• Task goal: Rewrite every one of the records below with each "photo" changed to "image" and nothing else altered, and omit the pictures from your version.

/---

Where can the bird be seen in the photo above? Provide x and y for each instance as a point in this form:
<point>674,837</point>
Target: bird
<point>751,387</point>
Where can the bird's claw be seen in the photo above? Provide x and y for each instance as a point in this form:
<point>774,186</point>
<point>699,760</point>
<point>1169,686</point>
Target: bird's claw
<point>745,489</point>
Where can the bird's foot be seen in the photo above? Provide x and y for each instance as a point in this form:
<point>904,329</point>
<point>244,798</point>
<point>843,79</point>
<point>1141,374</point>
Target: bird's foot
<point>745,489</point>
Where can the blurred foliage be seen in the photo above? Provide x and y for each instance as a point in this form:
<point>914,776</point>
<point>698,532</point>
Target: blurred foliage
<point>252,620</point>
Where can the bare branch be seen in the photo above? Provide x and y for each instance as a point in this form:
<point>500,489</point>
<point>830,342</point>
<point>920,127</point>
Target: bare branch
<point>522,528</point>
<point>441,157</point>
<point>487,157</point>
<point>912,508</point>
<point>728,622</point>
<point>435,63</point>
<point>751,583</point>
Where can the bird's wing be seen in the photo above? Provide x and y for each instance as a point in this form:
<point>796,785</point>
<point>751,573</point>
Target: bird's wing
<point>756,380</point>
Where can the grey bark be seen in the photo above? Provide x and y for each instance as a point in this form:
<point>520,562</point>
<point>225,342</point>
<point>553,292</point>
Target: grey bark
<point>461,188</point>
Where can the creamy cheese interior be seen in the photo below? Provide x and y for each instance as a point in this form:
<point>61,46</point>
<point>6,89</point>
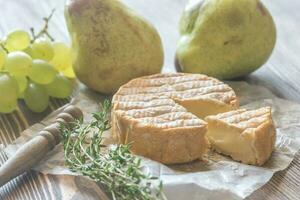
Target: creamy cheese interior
<point>230,141</point>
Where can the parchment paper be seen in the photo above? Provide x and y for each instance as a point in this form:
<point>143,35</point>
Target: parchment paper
<point>216,177</point>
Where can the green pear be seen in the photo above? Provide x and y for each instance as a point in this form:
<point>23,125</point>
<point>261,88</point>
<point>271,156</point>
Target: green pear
<point>111,44</point>
<point>225,38</point>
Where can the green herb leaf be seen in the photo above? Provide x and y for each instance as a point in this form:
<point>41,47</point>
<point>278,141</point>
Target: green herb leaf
<point>114,167</point>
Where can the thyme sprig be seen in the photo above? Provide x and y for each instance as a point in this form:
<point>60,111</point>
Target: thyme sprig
<point>115,168</point>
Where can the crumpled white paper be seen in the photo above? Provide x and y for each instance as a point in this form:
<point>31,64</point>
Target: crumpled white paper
<point>216,177</point>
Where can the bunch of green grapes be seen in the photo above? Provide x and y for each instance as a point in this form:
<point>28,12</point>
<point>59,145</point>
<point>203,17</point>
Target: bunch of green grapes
<point>33,69</point>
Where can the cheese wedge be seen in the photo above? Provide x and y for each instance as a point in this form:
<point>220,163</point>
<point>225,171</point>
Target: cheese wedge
<point>157,114</point>
<point>246,136</point>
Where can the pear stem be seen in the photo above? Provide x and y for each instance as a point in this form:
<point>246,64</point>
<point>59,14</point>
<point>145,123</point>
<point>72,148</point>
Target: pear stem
<point>44,30</point>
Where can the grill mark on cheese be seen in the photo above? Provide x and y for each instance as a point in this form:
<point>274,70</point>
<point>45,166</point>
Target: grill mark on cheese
<point>152,113</point>
<point>193,93</point>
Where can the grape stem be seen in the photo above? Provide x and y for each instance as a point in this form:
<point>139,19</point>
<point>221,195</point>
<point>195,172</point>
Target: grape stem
<point>44,30</point>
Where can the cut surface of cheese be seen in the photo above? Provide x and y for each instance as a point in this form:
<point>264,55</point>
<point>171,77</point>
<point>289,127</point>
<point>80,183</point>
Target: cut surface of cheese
<point>157,114</point>
<point>245,135</point>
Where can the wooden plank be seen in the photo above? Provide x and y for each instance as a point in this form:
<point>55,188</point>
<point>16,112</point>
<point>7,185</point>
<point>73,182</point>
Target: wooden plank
<point>280,74</point>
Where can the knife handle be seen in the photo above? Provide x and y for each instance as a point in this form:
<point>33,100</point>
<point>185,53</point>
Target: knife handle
<point>33,151</point>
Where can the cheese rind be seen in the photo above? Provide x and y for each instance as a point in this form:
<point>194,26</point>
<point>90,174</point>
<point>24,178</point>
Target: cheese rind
<point>156,114</point>
<point>246,136</point>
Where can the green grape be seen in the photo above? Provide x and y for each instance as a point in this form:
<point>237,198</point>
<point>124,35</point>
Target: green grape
<point>18,63</point>
<point>2,57</point>
<point>41,72</point>
<point>60,87</point>
<point>22,83</point>
<point>69,72</point>
<point>17,40</point>
<point>62,56</point>
<point>36,97</point>
<point>8,93</point>
<point>42,49</point>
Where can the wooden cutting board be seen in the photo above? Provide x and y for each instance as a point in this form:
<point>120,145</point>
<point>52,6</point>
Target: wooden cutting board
<point>281,75</point>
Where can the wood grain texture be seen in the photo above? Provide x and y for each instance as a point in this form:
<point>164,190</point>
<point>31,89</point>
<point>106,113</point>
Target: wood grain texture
<point>280,74</point>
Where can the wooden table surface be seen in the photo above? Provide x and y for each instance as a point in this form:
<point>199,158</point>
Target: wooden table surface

\---

• Exercise solution:
Where can the bird be seen in the image above? Provide x and y for each instance as a point in this form:
<point>674,837</point>
Target: bird
<point>751,387</point>
Where can the bird's claw be seen in the image above? Provide x and y for each instance as a point in this form:
<point>774,186</point>
<point>699,760</point>
<point>1169,686</point>
Target: bird's claw
<point>745,489</point>
Where can the bird's foot be seen in the image above? Provide x and y for each instance as a point in this form:
<point>904,329</point>
<point>244,798</point>
<point>843,79</point>
<point>1141,374</point>
Target: bird's foot
<point>745,489</point>
Where can the blurred foliage be seen in the image above? Provide x and y for each instance as a point in this form:
<point>914,776</point>
<point>698,532</point>
Target: blurred foliage
<point>252,620</point>
Where can the bare branch be seen in the image above? Provide x and y for each instance as a point in this form:
<point>500,489</point>
<point>830,342</point>
<point>920,127</point>
Target: bare branch
<point>522,528</point>
<point>441,157</point>
<point>487,157</point>
<point>912,508</point>
<point>728,622</point>
<point>435,63</point>
<point>751,583</point>
Where can the bird's wing be seen in the image above? Provide x and y for each instance as a point in this form:
<point>796,785</point>
<point>751,573</point>
Target: bird's wing
<point>756,380</point>
Where can the grey bark be seen in the image above? Provide x and y for each instance as a point in this form:
<point>520,562</point>
<point>225,342</point>
<point>553,292</point>
Target: grey bark
<point>461,188</point>
Where can the creamy cheese interior be seen in the image below? Provide x and y for each instance as a point in this form:
<point>61,46</point>
<point>6,89</point>
Target: creamy cheese interior
<point>230,141</point>
Where can the parchment paper be seen in the image above? Provide x and y for each instance as a point in this form:
<point>143,35</point>
Target: parchment paper
<point>216,177</point>
Where can the green pear be seen in the image above? Provide x and y for each instance as a point in this form:
<point>23,125</point>
<point>261,88</point>
<point>271,156</point>
Target: green pear
<point>111,44</point>
<point>225,38</point>
Where can the green herb leaf be seen in the image above? Provide x and y for each instance as a point in this form:
<point>41,47</point>
<point>278,141</point>
Target: green herb leaf
<point>114,167</point>
Where can the thyme sprig be seen in the image above? Provide x and y for each instance as a point in this form:
<point>60,111</point>
Target: thyme sprig
<point>115,168</point>
Where can the crumpled white paper be seen in the image above? Provide x and y for each instance as a point in this form:
<point>31,64</point>
Target: crumpled white paper
<point>216,177</point>
Where can the bunch of green grapes be seen in the image above? Provide x and y for each instance as a point in this form:
<point>28,12</point>
<point>59,145</point>
<point>203,17</point>
Target: bunch of green grapes
<point>33,69</point>
Where can the cheese wedge be seen in the image above? Provide x and y for each instance as a point in this form:
<point>220,163</point>
<point>225,171</point>
Target: cheese wedge
<point>157,114</point>
<point>246,136</point>
Where can the pear stem be seen in the image above? Provide x and y for each instance as a point in this form:
<point>246,64</point>
<point>59,14</point>
<point>145,123</point>
<point>72,148</point>
Target: pear stem
<point>44,30</point>
Where can the grill mark on cheese be seen in the image above? Provide x and y for each instance as a point in this form:
<point>274,70</point>
<point>45,166</point>
Target: grill mark on cheese
<point>152,113</point>
<point>193,93</point>
Where can the grape stem be seen in the image above? Provide x and y for each instance as a point in this form:
<point>139,19</point>
<point>221,195</point>
<point>195,172</point>
Target: grape stem
<point>44,30</point>
Where can the cut surface of cheese be seen in the image above? Provide x and y for each instance as a point in this form:
<point>264,55</point>
<point>171,77</point>
<point>289,127</point>
<point>80,183</point>
Target: cut surface of cheese
<point>157,114</point>
<point>245,135</point>
Where can the wooden plank be seen in the image above? Provide x and y for each instance as a point in this form:
<point>55,188</point>
<point>16,112</point>
<point>7,185</point>
<point>73,182</point>
Target: wooden plank
<point>280,74</point>
Where can the knife handle be seen in the image above? Provide x and y for each instance as a point in this form:
<point>33,100</point>
<point>185,53</point>
Target: knife handle
<point>33,151</point>
Where can the cheese rind be seen in the image above? Provide x and y for each instance as a point in this form:
<point>194,26</point>
<point>90,174</point>
<point>24,178</point>
Target: cheese rind
<point>156,114</point>
<point>246,136</point>
Where can the green grape be seen in the image above? Provide x and y for each instance as a point in this form:
<point>237,198</point>
<point>124,35</point>
Target: green grape
<point>18,63</point>
<point>2,57</point>
<point>41,72</point>
<point>60,87</point>
<point>22,83</point>
<point>69,72</point>
<point>17,40</point>
<point>62,56</point>
<point>36,97</point>
<point>8,93</point>
<point>42,49</point>
Where can the wooden cutting board be seen in the image above? Provide x and y for each instance as a point in this form:
<point>120,145</point>
<point>52,6</point>
Target: wooden cutting board
<point>281,75</point>
Where can the wood grain texture be seen in the image above? Provide x and y for each instance as a point in this form:
<point>164,190</point>
<point>31,89</point>
<point>106,113</point>
Target: wood grain texture
<point>280,74</point>
Where can the wooden table surface be seen in the image above? Provide x and y for each instance as a point in this form:
<point>199,158</point>
Target: wooden table surface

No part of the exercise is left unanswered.